Di Naman Tarcha
A Roma, lo scorso 28 aprile, al Museo dell’Arte Classica all’Università La Sapienza, è stata inaugurata la mostra fotografica “Ebla. Distruzione e rinascita dell’antica città in Siria”. La Sapienza scava ad Ebla da sempre, è uno scavo storico: la missione archeologica italiana in Siria, fondata da Paolo Matthiae, già professore ordinario e ora emerito dell’ateneo romano, ha operato nel sito dal 1964 al 2010, nella zona di Tell Mardikh vicino alla città di Saraqib nel governatorato di Idlib, a circa 55 chilometri a sud ovest di Aleppo in Siria.
=======
■ Esercizi scritti ■
A. Risponda alle seguenti domande sul brano.
(i) In quale giorno è stata inaugurata la mostra fotografica su Ebla?
(ii) Chi ha fondato la missione archeologica italiana in Siria?
(iii) A quale distanza da Aleppo, e in quale direzione, si trova la zona di Tell Mardikh?
B. Conti le righe dell'elenco in cui compare la stringa "sign" e indichi soltanto il numero.

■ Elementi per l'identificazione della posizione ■
=======
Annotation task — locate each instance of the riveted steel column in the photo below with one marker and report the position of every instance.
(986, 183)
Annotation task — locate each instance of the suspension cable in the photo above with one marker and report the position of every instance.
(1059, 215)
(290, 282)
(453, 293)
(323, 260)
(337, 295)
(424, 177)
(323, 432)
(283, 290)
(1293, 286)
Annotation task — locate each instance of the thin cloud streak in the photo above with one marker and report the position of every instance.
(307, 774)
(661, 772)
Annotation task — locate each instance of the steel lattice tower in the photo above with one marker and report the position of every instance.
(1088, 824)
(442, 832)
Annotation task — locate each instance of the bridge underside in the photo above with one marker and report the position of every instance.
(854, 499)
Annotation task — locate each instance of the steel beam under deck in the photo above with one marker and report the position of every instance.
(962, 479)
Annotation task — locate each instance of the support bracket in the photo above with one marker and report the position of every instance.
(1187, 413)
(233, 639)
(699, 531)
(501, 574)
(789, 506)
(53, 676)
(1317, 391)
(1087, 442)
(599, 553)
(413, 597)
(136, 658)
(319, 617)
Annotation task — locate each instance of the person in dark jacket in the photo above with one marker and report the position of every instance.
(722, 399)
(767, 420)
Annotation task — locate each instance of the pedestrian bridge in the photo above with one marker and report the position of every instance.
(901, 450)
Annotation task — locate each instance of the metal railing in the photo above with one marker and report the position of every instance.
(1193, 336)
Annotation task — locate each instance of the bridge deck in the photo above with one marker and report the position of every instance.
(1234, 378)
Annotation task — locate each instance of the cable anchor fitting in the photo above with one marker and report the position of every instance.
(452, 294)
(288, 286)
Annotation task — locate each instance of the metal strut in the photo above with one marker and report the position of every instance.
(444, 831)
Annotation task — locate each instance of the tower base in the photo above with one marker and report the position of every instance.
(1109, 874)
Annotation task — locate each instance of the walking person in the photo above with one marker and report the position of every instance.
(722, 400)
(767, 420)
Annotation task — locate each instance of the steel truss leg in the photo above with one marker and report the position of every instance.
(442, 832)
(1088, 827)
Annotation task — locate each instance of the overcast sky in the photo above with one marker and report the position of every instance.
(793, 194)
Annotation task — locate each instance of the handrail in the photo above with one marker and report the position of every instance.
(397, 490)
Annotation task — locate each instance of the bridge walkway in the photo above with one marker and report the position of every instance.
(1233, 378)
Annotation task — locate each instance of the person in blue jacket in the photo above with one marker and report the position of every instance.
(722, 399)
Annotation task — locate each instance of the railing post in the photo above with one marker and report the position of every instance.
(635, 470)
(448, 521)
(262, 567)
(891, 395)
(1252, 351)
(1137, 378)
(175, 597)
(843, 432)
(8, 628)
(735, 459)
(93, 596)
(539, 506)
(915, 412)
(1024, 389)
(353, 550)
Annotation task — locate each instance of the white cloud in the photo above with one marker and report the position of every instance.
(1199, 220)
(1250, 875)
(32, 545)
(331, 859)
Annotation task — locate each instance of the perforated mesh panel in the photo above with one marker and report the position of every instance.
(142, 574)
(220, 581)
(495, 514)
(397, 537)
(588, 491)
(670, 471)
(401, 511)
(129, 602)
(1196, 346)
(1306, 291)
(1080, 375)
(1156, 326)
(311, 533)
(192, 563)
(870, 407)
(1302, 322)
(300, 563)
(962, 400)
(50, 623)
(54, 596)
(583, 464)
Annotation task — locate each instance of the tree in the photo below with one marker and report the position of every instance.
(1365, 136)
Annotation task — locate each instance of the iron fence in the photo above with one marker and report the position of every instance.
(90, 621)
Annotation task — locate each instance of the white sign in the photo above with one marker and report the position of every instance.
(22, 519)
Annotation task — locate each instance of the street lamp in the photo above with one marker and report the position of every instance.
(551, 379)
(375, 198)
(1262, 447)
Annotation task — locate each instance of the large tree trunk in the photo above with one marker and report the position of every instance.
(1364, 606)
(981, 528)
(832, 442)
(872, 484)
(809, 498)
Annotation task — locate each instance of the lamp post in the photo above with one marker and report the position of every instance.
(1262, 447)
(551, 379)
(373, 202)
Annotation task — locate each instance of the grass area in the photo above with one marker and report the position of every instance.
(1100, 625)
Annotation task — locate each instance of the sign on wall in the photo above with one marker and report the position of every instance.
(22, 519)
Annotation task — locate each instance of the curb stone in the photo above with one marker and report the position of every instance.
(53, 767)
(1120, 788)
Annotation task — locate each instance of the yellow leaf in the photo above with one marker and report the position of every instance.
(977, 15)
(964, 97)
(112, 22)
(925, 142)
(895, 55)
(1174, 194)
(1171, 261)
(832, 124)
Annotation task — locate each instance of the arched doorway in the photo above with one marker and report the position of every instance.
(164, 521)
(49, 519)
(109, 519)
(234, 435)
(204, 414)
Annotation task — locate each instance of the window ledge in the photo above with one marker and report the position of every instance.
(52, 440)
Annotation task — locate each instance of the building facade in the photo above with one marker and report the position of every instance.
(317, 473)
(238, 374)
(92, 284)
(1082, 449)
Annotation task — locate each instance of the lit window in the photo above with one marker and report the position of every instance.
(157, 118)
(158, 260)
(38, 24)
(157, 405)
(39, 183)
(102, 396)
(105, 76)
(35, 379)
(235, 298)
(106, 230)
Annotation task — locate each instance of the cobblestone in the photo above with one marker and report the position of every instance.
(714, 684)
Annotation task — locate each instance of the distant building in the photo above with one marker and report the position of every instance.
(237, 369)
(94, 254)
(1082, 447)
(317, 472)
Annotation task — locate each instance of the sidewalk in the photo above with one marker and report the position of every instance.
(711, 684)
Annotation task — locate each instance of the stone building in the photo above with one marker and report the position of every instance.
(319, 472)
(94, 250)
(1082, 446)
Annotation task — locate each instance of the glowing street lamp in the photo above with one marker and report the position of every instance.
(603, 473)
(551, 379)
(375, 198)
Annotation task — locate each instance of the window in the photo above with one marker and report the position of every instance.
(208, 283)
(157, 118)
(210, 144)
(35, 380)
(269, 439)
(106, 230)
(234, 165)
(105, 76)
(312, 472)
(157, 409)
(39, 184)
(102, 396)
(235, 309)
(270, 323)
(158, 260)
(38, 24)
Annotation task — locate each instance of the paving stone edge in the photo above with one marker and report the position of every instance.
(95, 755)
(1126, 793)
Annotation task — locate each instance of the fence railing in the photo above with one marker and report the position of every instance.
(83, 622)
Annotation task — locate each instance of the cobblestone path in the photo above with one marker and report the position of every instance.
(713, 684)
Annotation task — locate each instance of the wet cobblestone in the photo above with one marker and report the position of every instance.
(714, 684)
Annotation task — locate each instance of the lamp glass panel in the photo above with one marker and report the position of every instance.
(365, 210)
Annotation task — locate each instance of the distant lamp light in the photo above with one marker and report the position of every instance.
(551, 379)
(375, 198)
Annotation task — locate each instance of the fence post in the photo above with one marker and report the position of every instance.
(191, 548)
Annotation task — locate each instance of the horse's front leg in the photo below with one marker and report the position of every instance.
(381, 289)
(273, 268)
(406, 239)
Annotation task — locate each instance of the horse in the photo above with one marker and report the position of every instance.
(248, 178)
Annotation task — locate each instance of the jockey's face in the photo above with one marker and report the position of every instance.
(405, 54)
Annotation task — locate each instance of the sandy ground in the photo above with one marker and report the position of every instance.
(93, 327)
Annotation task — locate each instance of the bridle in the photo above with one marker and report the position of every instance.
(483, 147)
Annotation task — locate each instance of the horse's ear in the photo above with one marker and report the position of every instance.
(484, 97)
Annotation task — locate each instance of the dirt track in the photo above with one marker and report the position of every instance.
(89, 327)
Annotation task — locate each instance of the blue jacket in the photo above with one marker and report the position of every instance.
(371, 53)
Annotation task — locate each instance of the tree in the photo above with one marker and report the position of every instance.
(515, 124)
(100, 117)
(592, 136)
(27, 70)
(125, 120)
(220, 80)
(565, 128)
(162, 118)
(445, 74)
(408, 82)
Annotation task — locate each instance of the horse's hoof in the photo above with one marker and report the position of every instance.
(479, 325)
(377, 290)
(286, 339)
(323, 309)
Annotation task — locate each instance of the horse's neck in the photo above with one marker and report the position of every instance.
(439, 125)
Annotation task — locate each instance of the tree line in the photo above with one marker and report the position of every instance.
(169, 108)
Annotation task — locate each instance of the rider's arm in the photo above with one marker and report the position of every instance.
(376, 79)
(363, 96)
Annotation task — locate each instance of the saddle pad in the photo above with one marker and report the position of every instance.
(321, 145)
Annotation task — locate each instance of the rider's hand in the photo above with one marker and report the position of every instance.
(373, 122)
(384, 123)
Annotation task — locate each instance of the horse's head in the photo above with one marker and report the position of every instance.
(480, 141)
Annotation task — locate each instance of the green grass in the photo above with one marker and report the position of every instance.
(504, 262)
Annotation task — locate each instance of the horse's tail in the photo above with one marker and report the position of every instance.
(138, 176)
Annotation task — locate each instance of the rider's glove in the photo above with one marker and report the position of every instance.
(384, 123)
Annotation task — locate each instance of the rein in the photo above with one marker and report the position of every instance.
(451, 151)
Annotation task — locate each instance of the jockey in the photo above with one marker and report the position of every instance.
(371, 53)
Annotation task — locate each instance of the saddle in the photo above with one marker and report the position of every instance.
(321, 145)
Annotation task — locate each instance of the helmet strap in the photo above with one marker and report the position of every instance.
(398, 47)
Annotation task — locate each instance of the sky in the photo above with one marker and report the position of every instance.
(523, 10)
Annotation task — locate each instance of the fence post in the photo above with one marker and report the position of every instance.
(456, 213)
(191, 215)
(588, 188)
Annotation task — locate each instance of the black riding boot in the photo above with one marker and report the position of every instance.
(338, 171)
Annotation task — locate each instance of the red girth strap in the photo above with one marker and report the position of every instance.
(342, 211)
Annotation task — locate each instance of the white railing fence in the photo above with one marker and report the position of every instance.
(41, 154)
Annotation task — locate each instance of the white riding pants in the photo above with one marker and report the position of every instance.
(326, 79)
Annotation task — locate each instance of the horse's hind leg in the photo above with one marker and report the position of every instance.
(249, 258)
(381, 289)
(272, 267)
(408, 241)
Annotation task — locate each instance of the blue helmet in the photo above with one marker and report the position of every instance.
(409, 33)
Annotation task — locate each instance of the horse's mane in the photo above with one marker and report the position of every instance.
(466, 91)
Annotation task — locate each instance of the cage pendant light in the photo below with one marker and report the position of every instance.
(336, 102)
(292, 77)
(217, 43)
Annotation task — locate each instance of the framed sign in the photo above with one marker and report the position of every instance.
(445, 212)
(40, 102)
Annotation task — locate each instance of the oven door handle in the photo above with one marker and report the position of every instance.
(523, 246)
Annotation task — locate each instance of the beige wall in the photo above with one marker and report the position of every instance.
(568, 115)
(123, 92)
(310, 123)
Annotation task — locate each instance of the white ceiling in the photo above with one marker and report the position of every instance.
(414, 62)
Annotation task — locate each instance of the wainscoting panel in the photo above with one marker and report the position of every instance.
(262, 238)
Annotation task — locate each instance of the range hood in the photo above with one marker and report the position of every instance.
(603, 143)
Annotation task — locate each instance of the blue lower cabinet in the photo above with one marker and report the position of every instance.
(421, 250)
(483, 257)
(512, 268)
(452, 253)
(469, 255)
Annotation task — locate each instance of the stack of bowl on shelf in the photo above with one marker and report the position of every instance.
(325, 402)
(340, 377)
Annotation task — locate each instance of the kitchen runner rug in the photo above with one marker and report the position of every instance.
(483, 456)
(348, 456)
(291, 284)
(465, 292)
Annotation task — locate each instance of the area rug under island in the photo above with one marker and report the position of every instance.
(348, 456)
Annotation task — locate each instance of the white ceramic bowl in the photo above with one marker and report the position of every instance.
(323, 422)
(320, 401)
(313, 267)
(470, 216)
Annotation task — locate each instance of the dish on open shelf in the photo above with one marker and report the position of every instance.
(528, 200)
=======
■ Risposte in ordine ■
A.
(i) Il 28 aprile.
(ii) Paolo Matthiae.
(iii) A circa 55 chilometri a sud ovest di Aleppo.

B. 3